> **EXERCISE TEXT**:
Keller says relations between the foster families and the Lanzettas soured in October 1992, when Anne Lanzetta moved back in with her husband. "We offered to find a place for her to live so she could have her children," Keller emphasizes. "We were prepared to continue to fund the children's counseling and education and to help her financially get on her feet. We even had someone at church looking for real estate that would accommodate a mother and six children.... She chose her husband over her kids."
It would only get worse. On November 1 the Lanzettas' eight-year-old daughter told her foster mother that someone had touched her "private parts." According to Robin Reisert's subsequent report, when the girl was asked who had done it, she replied, "My father's friend, and I think my father." Reisert called HRS. Although they were informed of the allegations at a subsequent court hearing, the Lanzettas allowed the friend, Ronald Mashburn, to be present at two subsequent visits. Two months after the matter arose, HRS sent the eight-year-old to the State Attorney's Child Assessment Center, where she was interviewed. The girl made no mention of abuse by her father, except to note that he used to drink alcohol and that she would like to live with her parents "when they get better." No charges were brought. Ronald Mashburn denies he ever touched any of the Lanzetta children in a sexual manner.
On January 25 the Lanzettas' youngest daughter, who had just turned four, told a social worker that her father "put his fingers in my pee-pee." After speaking with the girl, Robin Reisert concluded the abuse must have taken place during the pre-Thanksgiving visitation, when Eddie Lanzetta was alone with his two youngest children for about half an hour. On February 1 the girl was taken to Jackson Memorial Hospital's Rape Treatment Center, where a doctor reported finding a single "healed tear" on her hymen that could have been indicative of sexual fondling. The next day a police detective's interview of the girl yielded a statement that was muddled and at times contradictory. A second statement, videotaped two days later, was even more confounding. The detective closed her investigation, having found insufficient evidence to support the original claim.
The accusations demolished any goodwill that remained between Eddie and Anne Lanzetta and the foster parents who were caring for their children. Aghast at the young kids' claims, Keller and his fellow foster parents vilified Eddie Lanzetta. He in turn became outraged at Robin Reisert, whom he now accuses of "filling the kids' heads with lies." By this time, though, the therapist was inextricably involved in plans to put the family back together. The Lanzettas had signed a reunification plan with HRS, under which they were required to attend family counseling with Reisert. The pair refused, saying they didn't trust her. With the compact violated and frustration mounting on all sides, HRS and the Lanzettas agreed to go to trial in April.

> **PROBLEMS AND TASKS**:
a) Render the following sentence from the article on the Lanzetta family into Spanish: "With the compact violated and frustration mounting on all sides, HRS and the Lanzettas agreed to go to trial in April."
b) Transcribe the article on the Lanzetta family from "On January 25" to "the original claim.".
The records that follow bear no relation to the article on the Lanzetta family.

> **DATA EXCERPTS**:
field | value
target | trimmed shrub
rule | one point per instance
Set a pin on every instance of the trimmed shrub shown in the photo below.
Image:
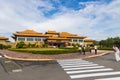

> **OUTPUTS BY TASK**:
a) Con el acuerdo incumplido y la frustración en aumento por todas partes, HRS y los Lanzetta acordaron ir a juicio en abril.

b)
On January 25 the Lanzettas' youngest daughter, who had just turned four, told a social worker that her father "put his fingers in my pee-pee." After speaking with the girl, Robin Reisert concluded the abuse must have taken place during the pre-Thanksgiving visitation, when Eddie Lanzetta was alone with his two youngest children for about half an hour. On February 1 the girl was taken to Jackson Memorial Hospital's Rape Treatment Center, where a doctor reported finding a single "healed tear" on her hymen that could have been indicative of sexual fondling. The next day a police detective's interview of the girl yielded a statement that was muddled and at times contradictory. A second statement, videotaped two days later, was even more confounding. The detective closed her investigation, having found insufficient evidence to support the original claim.